Stated exercise 1
Show every line in the entries that contains the word "wall", copying each such line in full.

Text passage
Travelling to work is working time confirms the ECJ

European Court rules that, for workers without a fixed or habitual place of work, time spent travelling to work is working time.

In July we told you about a decision given by the Advocate General (in the case of Federacion de Servicios Privados del sindicato Comisiones Obreras v Tyco) that time spent travelling to work should be counted as working time for peripatetic employees. However, this was a provisional view only.

The full Judgment of the European Court of Justice has now been received. It confirms that, for workers without a fixed or habitual place of work, both the time spent travelling to their first customer call, and the time spent travelling home from their last customer visit, is working time.

We recap the facts of this case and what the decision means for your business.


The Court of Justice of the European Union considered the cases of Tyco workers based in Spain, who installed and maintained security equipment in homes and commercial premises located throughout a geographical area to which they were assigned. Historically, those workers started working when they picked up their vehicle and assigned customer list each day from their provincial office. However, these offices were later closed. The workers had no fixed base and received their daily customer list through an app on their mobile phones. The employer’s position was that working time only started when they arrived at their first customer and finished when they left the last customer’s premises at the end of the day.  The European Court was asked to decide if the workers’ journeys to and from these customers should be working time under the Working Time Directive.

The European Court agreed with the Advocate General and decided that those journeys constituted working time. The Court took the view that a worker’s time is either working time or a rest period. European law makes ‘no provision for other situations falling between the two’.

There are three strands to test for ‘working time’ and the Court concluded these journeys satisfied them all. 

  • To be at the workplace: This was satisfied as travelling for a peripatetic worker was an integral part of the job;
  • At the disposal of the employer: Even through the workers had ‘a certain freedom’ during these journeys which they did not have whilst working at the customers premises, the reason they were travelling at all was because of the employer’s wishes as to the journeys they should undertake;
  • Carrying out activities/duties: The Court reiterated the Advocate General’s view that travel was an integral part of their duties as peripatetic workers.

The employer in this case tried to argue that the ‘activities and duties’ of the workers exclusively involved providing technical service to customers and NOT travelling. However, the Court emphatically stated that this argument could not be accepted. Travelling to customer premises was a necessary means of providing those services and as such could not be separated from other working time.

What does this mean for me?

This decision does not mean that all commuting is working time. For most people commuting to work is not work. However if you have workers who don’t have a base office or location, it now appears likely that working time starts when they leave home, not when they visit their first job of the day. When calculating weekly working time limits or minimum rest periods (such as the need for 11 hours consecutive rest in each 24 hour period) that time must be counted as working time.

Stated exercise 2
Take the article on the European Court ruling about travel time as working time further, beginning right after its final sentence.

Information given
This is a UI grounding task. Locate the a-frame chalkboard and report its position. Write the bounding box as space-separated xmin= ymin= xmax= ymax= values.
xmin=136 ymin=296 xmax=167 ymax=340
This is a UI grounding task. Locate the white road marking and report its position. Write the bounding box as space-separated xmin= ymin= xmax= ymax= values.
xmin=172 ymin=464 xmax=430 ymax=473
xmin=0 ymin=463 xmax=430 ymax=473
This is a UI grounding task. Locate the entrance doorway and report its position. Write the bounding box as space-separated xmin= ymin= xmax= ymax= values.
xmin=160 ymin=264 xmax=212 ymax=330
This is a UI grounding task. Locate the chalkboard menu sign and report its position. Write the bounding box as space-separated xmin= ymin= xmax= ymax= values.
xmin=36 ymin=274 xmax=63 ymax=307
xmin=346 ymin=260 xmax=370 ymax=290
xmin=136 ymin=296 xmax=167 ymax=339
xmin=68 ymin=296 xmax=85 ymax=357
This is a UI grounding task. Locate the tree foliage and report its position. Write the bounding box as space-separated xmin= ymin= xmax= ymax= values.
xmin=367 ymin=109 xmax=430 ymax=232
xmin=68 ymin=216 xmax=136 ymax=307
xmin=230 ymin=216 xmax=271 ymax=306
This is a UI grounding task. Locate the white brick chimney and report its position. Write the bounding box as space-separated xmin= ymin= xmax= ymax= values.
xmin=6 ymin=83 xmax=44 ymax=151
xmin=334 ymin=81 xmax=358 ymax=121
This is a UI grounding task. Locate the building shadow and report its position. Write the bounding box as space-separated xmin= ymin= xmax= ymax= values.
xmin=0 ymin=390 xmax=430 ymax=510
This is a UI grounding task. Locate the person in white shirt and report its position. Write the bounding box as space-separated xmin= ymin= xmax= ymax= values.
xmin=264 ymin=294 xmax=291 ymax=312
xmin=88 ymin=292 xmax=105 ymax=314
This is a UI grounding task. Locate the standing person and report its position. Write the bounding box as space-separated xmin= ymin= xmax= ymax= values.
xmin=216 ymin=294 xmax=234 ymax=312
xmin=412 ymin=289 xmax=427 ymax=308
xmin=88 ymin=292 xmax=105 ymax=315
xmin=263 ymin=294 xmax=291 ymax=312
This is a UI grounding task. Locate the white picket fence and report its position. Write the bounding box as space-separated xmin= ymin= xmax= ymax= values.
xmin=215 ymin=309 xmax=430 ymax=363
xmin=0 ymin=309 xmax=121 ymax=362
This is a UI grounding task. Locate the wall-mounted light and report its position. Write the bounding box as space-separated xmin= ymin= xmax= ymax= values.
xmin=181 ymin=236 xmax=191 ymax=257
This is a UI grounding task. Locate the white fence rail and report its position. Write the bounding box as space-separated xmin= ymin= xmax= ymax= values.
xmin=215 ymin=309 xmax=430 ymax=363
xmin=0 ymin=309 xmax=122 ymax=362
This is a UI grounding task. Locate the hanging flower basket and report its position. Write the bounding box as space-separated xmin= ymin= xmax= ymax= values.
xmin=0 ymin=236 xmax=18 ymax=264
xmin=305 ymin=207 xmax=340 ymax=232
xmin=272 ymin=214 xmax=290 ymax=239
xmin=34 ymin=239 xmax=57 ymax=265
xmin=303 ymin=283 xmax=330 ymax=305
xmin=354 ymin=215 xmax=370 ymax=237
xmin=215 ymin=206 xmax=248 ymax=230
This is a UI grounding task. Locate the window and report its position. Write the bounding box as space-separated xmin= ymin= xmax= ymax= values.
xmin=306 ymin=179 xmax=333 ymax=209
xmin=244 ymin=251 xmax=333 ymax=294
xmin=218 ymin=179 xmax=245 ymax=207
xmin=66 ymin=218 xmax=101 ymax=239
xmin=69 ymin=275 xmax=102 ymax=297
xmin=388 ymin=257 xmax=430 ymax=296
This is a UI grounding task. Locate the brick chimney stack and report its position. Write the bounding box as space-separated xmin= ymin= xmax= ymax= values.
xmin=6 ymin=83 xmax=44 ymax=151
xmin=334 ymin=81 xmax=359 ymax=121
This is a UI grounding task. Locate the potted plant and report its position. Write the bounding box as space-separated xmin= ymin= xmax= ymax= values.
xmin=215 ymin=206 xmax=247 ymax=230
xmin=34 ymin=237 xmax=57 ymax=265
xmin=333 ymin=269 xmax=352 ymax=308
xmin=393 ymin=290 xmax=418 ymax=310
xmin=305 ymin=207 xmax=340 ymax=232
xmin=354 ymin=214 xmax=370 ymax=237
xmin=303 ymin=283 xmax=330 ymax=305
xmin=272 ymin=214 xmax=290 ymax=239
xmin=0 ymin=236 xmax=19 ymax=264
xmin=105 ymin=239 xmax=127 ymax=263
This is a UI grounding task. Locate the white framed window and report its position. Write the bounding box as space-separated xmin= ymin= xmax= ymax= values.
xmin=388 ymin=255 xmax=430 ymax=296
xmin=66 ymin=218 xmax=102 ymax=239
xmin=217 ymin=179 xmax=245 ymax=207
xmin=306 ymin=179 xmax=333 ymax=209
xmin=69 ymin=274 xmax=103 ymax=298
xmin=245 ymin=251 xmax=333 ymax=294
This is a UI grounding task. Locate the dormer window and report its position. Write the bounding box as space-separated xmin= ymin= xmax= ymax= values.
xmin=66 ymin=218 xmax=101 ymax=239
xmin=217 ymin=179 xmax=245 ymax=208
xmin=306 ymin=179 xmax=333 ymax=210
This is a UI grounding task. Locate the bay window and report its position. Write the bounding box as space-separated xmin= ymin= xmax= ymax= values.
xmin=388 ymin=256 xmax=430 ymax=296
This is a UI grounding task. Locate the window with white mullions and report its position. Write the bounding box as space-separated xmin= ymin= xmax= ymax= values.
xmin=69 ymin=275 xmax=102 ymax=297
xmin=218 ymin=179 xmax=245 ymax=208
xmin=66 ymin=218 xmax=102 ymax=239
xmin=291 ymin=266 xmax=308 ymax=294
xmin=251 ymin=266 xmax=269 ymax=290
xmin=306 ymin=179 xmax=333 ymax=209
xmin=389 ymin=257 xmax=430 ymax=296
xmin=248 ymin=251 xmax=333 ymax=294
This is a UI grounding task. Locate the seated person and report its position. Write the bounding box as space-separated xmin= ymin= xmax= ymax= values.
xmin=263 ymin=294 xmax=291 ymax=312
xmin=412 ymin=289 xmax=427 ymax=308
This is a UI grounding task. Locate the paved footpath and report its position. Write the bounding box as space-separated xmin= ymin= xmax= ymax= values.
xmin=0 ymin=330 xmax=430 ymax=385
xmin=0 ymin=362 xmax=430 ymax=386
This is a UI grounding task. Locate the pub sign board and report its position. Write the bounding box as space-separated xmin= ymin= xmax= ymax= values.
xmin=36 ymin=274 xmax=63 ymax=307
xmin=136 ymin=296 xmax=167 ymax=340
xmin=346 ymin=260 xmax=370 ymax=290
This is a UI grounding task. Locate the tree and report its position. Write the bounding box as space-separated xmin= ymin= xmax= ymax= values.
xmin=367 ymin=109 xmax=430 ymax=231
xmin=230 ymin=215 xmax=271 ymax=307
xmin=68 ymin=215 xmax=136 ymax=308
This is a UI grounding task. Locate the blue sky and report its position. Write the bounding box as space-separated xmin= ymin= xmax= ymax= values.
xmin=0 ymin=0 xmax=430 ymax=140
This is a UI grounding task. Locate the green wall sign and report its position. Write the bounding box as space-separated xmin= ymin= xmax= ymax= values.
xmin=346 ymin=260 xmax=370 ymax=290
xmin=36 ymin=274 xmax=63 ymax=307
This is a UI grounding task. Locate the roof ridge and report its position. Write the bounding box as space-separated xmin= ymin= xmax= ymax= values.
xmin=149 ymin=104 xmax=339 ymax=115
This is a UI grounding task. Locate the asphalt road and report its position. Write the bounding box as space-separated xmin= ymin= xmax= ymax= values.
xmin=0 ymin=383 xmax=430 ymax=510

Exercise output 1
This is a UI grounding task. Locate the wall-mounted light and report its position. Write the bounding box as space-separated xmin= ymin= xmax= ymax= values.
This is a UI grounding task. Locate the green wall sign and report its position. Write the bounding box as space-separated xmin= ymin= xmax= ymax= values.

Exercise output 2
The case also has very specific facts as these workers were given a specific itinerary for the day’s work. The position may not be exactly the same for all travelling workers. However this may be important for those of you with home-based workers as it may effectively change the way that the UK Working Time Regulations will be applied. In particular, if you have peripatetic workers who live outside their patch or at a remote location, this Judgment may significantly increase their working time.


Working time is not only important for hours of work and breaks, but is also critical to calculating the national minimum wage. This Judgment does not discuss the national minimum wage which is not governed by European Law. However, there is often a degree of overlap in the UK in the interpretation of the legal regimes governing the minimum wage and working time.

With the National Living Wage set to be introduced from April next year the interpretation of working time may become even more important. The new increased statutory minimum payment will mean that the precise detail of what counts as working time will impact the bottom line for many businesses.

Additionally, the Court acknowledged that paying employees for these journeys could create an additional burden for the employer, as they would probably want to more closely monitor employees at these times. However, it observed that this was ‘an inherent consequence of its decision to abolish regional offices’ and require its employees to be based at home.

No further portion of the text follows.